— BEGIN Dataset records —
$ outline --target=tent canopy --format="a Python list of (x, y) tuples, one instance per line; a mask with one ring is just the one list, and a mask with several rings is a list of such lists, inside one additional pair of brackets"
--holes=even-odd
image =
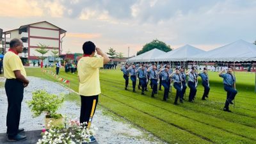
[(185, 45), (165, 54), (158, 56), (156, 58), (156, 60), (158, 61), (184, 61), (189, 60), (190, 58), (193, 58), (197, 54), (204, 52), (205, 51), (202, 49), (190, 45)]
[(156, 60), (156, 56), (161, 56), (166, 52), (159, 50), (157, 49), (154, 49), (145, 53), (134, 56), (128, 60), (131, 62), (150, 62), (157, 61)]
[(214, 49), (191, 58), (197, 61), (243, 62), (256, 61), (256, 45), (243, 40)]

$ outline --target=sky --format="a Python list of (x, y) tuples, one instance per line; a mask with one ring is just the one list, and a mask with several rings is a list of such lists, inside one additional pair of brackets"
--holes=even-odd
[(108, 52), (136, 55), (154, 39), (177, 49), (209, 51), (256, 40), (255, 0), (0, 0), (4, 31), (46, 20), (67, 32), (63, 53), (90, 40)]

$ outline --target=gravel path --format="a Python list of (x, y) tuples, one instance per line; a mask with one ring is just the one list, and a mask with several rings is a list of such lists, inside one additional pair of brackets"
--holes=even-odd
[[(26, 101), (31, 99), (32, 92), (36, 90), (45, 90), (50, 93), (63, 93), (68, 94), (69, 91), (58, 83), (54, 83), (40, 78), (28, 77), (30, 83), (24, 89), (24, 97), (22, 103), (20, 127), (26, 131), (39, 130), (44, 127), (44, 118), (41, 115), (32, 117), (32, 113)], [(0, 78), (1, 81), (4, 81)], [(6, 132), (6, 117), (7, 113), (7, 99), (4, 88), (0, 88), (0, 133)], [(79, 117), (79, 106), (75, 102), (65, 101), (60, 109), (60, 113), (72, 118)], [(99, 108), (93, 117), (92, 125), (97, 125), (95, 138), (99, 143), (163, 143), (150, 134), (140, 129), (134, 128), (127, 122), (120, 122), (113, 120), (112, 117), (104, 115), (102, 110)], [(148, 140), (151, 140), (148, 141)]]

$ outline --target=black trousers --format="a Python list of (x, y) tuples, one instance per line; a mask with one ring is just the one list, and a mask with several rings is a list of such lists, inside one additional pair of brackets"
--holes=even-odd
[(203, 81), (202, 85), (204, 88), (204, 92), (202, 99), (205, 99), (205, 97), (208, 96), (209, 92), (210, 92), (210, 87), (208, 86), (208, 82), (206, 81)]
[(59, 74), (60, 67), (56, 67), (56, 75)]
[(124, 79), (125, 80), (125, 88), (128, 86), (129, 84), (129, 76), (127, 74), (124, 74)]
[(23, 83), (17, 79), (7, 79), (4, 87), (8, 102), (6, 118), (7, 133), (8, 137), (12, 138), (18, 134), (24, 86)]
[(99, 95), (80, 96), (80, 123), (87, 122), (88, 127), (90, 127), (98, 103)]

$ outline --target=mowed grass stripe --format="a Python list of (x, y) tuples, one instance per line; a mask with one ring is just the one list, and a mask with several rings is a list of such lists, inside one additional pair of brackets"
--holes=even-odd
[[(111, 78), (113, 77), (118, 77), (118, 78), (116, 78), (115, 79), (115, 82), (118, 83), (119, 84), (122, 84), (124, 86), (124, 79), (122, 77), (122, 74), (118, 74), (117, 76), (113, 76), (113, 75), (116, 75), (116, 74), (108, 74), (106, 76), (105, 76), (105, 75), (101, 76), (100, 78), (102, 79), (109, 80), (110, 79), (109, 77)], [(113, 81), (113, 79), (111, 79), (111, 80)], [(138, 86), (138, 83), (136, 83), (136, 84)], [(212, 84), (212, 83), (211, 82), (210, 82), (210, 84)], [(212, 84), (212, 85), (213, 85), (213, 84)], [(222, 102), (223, 103), (226, 100), (227, 92), (224, 90), (224, 89), (223, 88), (223, 85), (222, 84), (222, 82), (219, 81), (218, 84), (214, 84), (214, 85), (218, 85), (219, 86), (218, 88), (216, 88), (216, 86), (210, 86), (211, 90), (210, 90), (209, 96), (211, 97), (211, 98), (212, 98), (212, 101), (214, 101), (214, 102), (216, 101), (217, 102)], [(129, 80), (129, 87), (132, 88), (132, 87), (131, 87), (131, 86), (132, 86), (131, 81)], [(138, 88), (136, 88), (137, 89)], [(173, 88), (173, 89), (174, 89), (174, 88)], [(202, 86), (200, 81), (198, 81), (198, 86), (197, 89), (198, 89), (198, 91), (196, 93), (196, 95), (199, 96), (201, 98), (202, 95), (204, 93), (204, 87)], [(187, 94), (189, 93), (189, 88), (188, 86), (187, 91), (186, 91)], [(242, 92), (239, 92), (239, 93), (236, 97), (237, 104), (238, 103), (242, 104), (241, 104), (242, 106), (246, 105), (246, 108), (248, 108), (248, 106), (252, 106), (251, 110), (255, 111), (255, 103), (256, 102), (256, 99), (255, 99), (255, 98), (256, 98), (256, 94), (253, 92), (245, 92), (245, 93), (244, 93), (243, 91), (242, 91)], [(252, 95), (252, 97), (250, 97), (252, 98), (252, 99), (250, 99), (250, 100), (248, 101), (248, 97), (244, 97), (244, 95)], [(254, 97), (253, 97), (252, 95), (254, 95)]]
[[(140, 95), (128, 95), (127, 94), (129, 93), (127, 93), (127, 91), (117, 92), (116, 91), (111, 90), (109, 88), (108, 88), (108, 90), (115, 92), (116, 94), (120, 95), (120, 96), (129, 97), (136, 100), (139, 100), (141, 103), (150, 104), (159, 109), (179, 115), (180, 116), (190, 118), (204, 124), (209, 125), (252, 140), (256, 140), (256, 129), (252, 127), (230, 122), (204, 113), (198, 113), (196, 111), (188, 111), (188, 109), (179, 106), (170, 104), (169, 103), (159, 101), (148, 97), (141, 96)], [(105, 93), (104, 92), (102, 92), (102, 93)], [(161, 111), (162, 111), (161, 110)]]
[[(172, 125), (180, 127), (182, 129), (186, 129), (193, 134), (196, 134), (203, 138), (207, 138), (211, 140), (214, 143), (223, 143), (223, 140), (232, 140), (230, 141), (230, 143), (236, 141), (246, 141), (249, 143), (255, 143), (256, 141), (253, 140), (248, 140), (243, 138), (242, 136), (223, 131), (219, 128), (212, 127), (209, 125), (195, 121), (191, 118), (184, 117), (180, 115), (177, 115), (173, 113), (170, 113), (168, 111), (157, 108), (155, 106), (147, 104), (141, 101), (134, 100), (127, 97), (122, 97), (123, 95), (115, 92), (110, 92), (108, 88), (102, 88), (102, 93), (108, 95), (108, 97), (112, 98), (113, 100), (118, 101), (120, 103), (126, 104), (136, 110), (144, 112), (152, 116), (155, 116), (163, 122), (168, 122)], [(159, 113), (161, 111), (161, 113)], [(228, 142), (228, 143), (229, 143)]]
[[(212, 143), (132, 107), (100, 95), (100, 104), (170, 143)], [(121, 110), (120, 109), (123, 109)]]
[[(123, 83), (122, 83), (122, 82), (116, 82), (116, 81), (113, 81), (113, 80), (110, 80), (109, 79), (106, 78), (106, 77), (102, 77), (100, 78), (101, 81), (111, 81), (111, 84), (116, 84), (120, 86), (120, 88), (122, 88), (122, 90), (124, 89), (124, 86), (122, 86), (122, 85), (124, 85), (124, 82), (123, 81)], [(137, 84), (138, 85), (138, 84)], [(131, 88), (129, 86), (130, 89)], [(175, 93), (176, 90), (175, 90), (175, 88), (172, 88), (172, 96), (175, 97), (175, 95), (176, 94)], [(188, 97), (188, 95), (189, 94), (189, 89), (188, 88), (186, 90), (186, 95)], [(211, 91), (210, 92), (210, 93), (211, 93), (211, 95), (212, 95), (212, 93), (215, 94), (215, 92), (213, 92), (214, 91)], [(159, 95), (163, 95), (163, 91), (159, 91)], [(202, 96), (203, 95), (204, 93), (204, 90), (198, 90), (198, 92), (196, 94), (196, 98), (198, 99), (198, 100), (196, 100), (196, 103), (199, 103), (199, 104), (205, 104), (205, 106), (211, 106), (211, 107), (215, 107), (216, 108), (223, 108), (223, 105), (224, 105), (224, 102), (225, 101), (225, 99), (222, 99), (222, 100), (220, 100), (220, 99), (216, 99), (214, 97), (212, 97), (211, 96), (209, 96), (209, 102), (207, 103), (205, 103), (204, 102), (202, 102), (202, 100), (200, 100)], [(227, 95), (226, 93), (223, 93), (223, 96), (221, 97), (225, 97), (225, 95)], [(221, 98), (222, 99), (222, 98)], [(207, 106), (209, 105), (209, 106)], [(236, 99), (236, 112), (237, 114), (240, 114), (242, 115), (244, 115), (244, 116), (250, 116), (252, 118), (256, 118), (256, 110), (255, 110), (255, 104), (253, 104), (253, 105), (250, 105), (250, 104), (243, 104), (243, 102), (241, 102), (239, 99)], [(230, 107), (232, 107), (232, 106), (230, 105)], [(246, 106), (246, 108), (244, 108), (245, 106)]]
[[(113, 82), (113, 81), (110, 81), (110, 80), (106, 80), (105, 78), (101, 78), (100, 81), (102, 82), (104, 82), (104, 81), (109, 82), (109, 84), (108, 84), (109, 86), (111, 86), (111, 85), (114, 86), (113, 84), (115, 84), (114, 86), (116, 86), (116, 87), (118, 86), (118, 88), (120, 88), (120, 90), (123, 90), (124, 89), (124, 86), (121, 86), (121, 84), (120, 84), (119, 83)], [(174, 88), (173, 88), (173, 91), (172, 91), (172, 96), (171, 97), (170, 94), (169, 94), (169, 95), (172, 98), (174, 99), (175, 94), (176, 94), (176, 92), (175, 92), (176, 90), (175, 90), (175, 89), (173, 90), (173, 89)], [(138, 90), (138, 91), (140, 92), (141, 90)], [(163, 95), (163, 91), (159, 91), (159, 95)], [(172, 99), (173, 100), (173, 99)], [(212, 97), (210, 97), (209, 99), (210, 99), (209, 100), (202, 101), (200, 99), (200, 97), (198, 98), (198, 96), (197, 96), (196, 98), (195, 104), (203, 105), (204, 107), (214, 108), (215, 109), (220, 109), (220, 108), (221, 108), (221, 109), (222, 109), (222, 108), (223, 107), (223, 105), (224, 105), (223, 102), (225, 102), (225, 100), (223, 100), (222, 102), (216, 102), (212, 100)], [(236, 106), (237, 106), (237, 102), (236, 103)], [(230, 105), (230, 107), (232, 108), (232, 105)], [(253, 107), (255, 107), (255, 106), (253, 106)], [(255, 109), (255, 108), (253, 108), (253, 109)], [(243, 108), (239, 108), (237, 106), (236, 107), (236, 113), (236, 113), (236, 114), (240, 115), (243, 115), (243, 116), (245, 116), (253, 118), (256, 118), (256, 111), (252, 111), (251, 109), (248, 110), (246, 109), (244, 109)]]

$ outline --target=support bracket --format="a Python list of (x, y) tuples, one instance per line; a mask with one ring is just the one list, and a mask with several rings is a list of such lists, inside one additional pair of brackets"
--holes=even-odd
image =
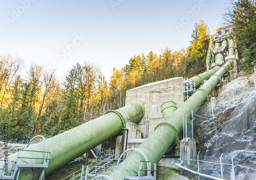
— END Dataset records —
[Instruction]:
Put every line of the material from the one containing "outline --target=gravel path" down to and including the one containing "140), (148, 141)]]" into a JSON list of strings, one string per line, with blank lines dropped.

[Result of this task]:
[
  "$ outline --target=gravel path --format=\"a Python list of (x, y) tuples, one instance per line; a mask with one ring is just the one list, and a mask with several rings is a list of such lists, inside one additional pair of brackets\"",
  "--holes=even-odd",
  "[[(26, 101), (31, 99), (32, 92), (36, 90), (45, 90), (50, 93), (63, 93), (68, 94), (69, 91), (58, 83), (54, 83), (40, 78), (28, 77), (30, 83), (24, 89), (24, 97), (22, 103), (20, 127), (26, 131), (39, 130), (44, 127), (44, 118), (41, 115), (32, 117), (32, 113)], [(0, 78), (1, 81), (4, 81)], [(6, 132), (6, 117), (7, 113), (7, 99), (4, 88), (0, 88), (0, 133)], [(79, 117), (79, 106), (75, 102), (65, 101), (60, 109), (60, 113), (72, 118)], [(99, 108), (93, 117), (92, 125), (97, 125), (95, 138), (99, 143), (163, 143), (150, 134), (140, 129), (134, 128), (127, 122), (120, 122), (113, 120), (112, 117), (104, 115), (102, 110)], [(148, 140), (151, 140), (148, 141)]]"
]